▶ _Exercise prompt_:
Leave out the images and transcribe the entries below word for word.

[Segmentation mask data]
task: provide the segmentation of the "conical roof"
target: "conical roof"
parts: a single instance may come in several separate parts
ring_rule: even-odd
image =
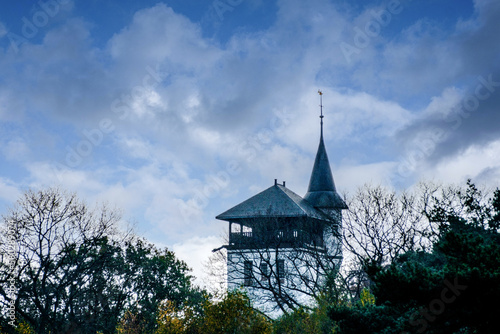
[[[333,182],[330,162],[323,142],[323,122],[321,122],[321,136],[318,152],[309,181],[309,188],[304,199],[315,208],[347,209],[344,200],[339,196]]]

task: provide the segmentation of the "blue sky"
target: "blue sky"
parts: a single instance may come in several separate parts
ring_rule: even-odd
[[[200,263],[215,216],[304,195],[325,140],[340,192],[500,181],[500,2],[4,2],[0,209],[59,186]]]

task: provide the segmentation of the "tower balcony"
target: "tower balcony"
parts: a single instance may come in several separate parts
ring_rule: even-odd
[[[311,234],[305,231],[270,231],[268,233],[231,232],[229,247],[232,249],[255,249],[266,247],[324,247],[323,235]]]

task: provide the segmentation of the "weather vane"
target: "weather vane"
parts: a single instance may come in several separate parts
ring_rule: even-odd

▶ _Solution_:
task: provide the segmentation of the "conical roof"
target: "conical roof"
parts: a single instance may come in several separate parts
ring_rule: even-odd
image =
[[[333,182],[330,162],[323,142],[323,122],[321,122],[321,136],[318,152],[309,181],[309,188],[304,199],[315,208],[347,209],[344,200],[339,196]]]

task: provide the segmentation of the "blue sky"
target: "blue sky"
parts: a single instance may come in several separate parts
ring_rule: even-odd
[[[200,263],[215,216],[304,195],[325,140],[340,192],[500,181],[500,2],[4,2],[0,209],[59,186]]]

task: provide the segmentation of the "tower balcony"
target: "tower balcony"
parts: a single instance may come in several separate parts
ring_rule: even-odd
[[[311,234],[305,231],[270,231],[268,233],[231,232],[229,247],[232,249],[255,249],[266,247],[324,247],[323,235]]]

task: provide the segmentation of the "weather vane"
target: "weather vane"
parts: a single instance may come in several separate parts
ring_rule: even-odd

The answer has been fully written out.